Requirement: Look for the word "cliff" in the entries below, then copy every line that has it.
==== Materials provided ====
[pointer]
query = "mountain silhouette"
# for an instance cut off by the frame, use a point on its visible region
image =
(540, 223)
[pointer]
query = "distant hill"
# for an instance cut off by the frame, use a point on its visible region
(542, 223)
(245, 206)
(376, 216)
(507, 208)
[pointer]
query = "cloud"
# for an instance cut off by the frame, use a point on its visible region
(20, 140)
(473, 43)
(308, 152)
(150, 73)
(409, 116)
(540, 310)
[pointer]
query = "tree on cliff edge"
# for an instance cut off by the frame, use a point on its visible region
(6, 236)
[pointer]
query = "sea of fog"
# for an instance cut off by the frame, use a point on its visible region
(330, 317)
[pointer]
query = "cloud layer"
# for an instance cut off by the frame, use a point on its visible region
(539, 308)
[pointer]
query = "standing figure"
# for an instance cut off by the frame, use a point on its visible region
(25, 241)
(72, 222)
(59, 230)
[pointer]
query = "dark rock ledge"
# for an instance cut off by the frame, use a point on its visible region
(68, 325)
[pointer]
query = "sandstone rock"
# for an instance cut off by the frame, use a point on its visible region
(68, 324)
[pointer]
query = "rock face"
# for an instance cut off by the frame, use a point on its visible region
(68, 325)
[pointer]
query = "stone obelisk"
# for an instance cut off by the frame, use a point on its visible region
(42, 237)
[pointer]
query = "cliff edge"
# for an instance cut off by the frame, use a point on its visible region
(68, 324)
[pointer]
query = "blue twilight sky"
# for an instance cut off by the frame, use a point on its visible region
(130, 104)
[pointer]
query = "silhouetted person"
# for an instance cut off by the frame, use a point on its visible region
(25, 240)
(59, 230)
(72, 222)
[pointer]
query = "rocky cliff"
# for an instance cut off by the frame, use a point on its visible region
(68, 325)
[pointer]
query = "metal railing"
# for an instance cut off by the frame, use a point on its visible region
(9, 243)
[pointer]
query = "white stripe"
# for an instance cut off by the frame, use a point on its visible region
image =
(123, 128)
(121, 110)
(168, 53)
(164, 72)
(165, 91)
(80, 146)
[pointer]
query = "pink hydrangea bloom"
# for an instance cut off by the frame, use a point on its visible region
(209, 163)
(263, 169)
====
Exercise result:
query = "tree on cliff edge"
query = "cliff edge"
query = "rocky cliff"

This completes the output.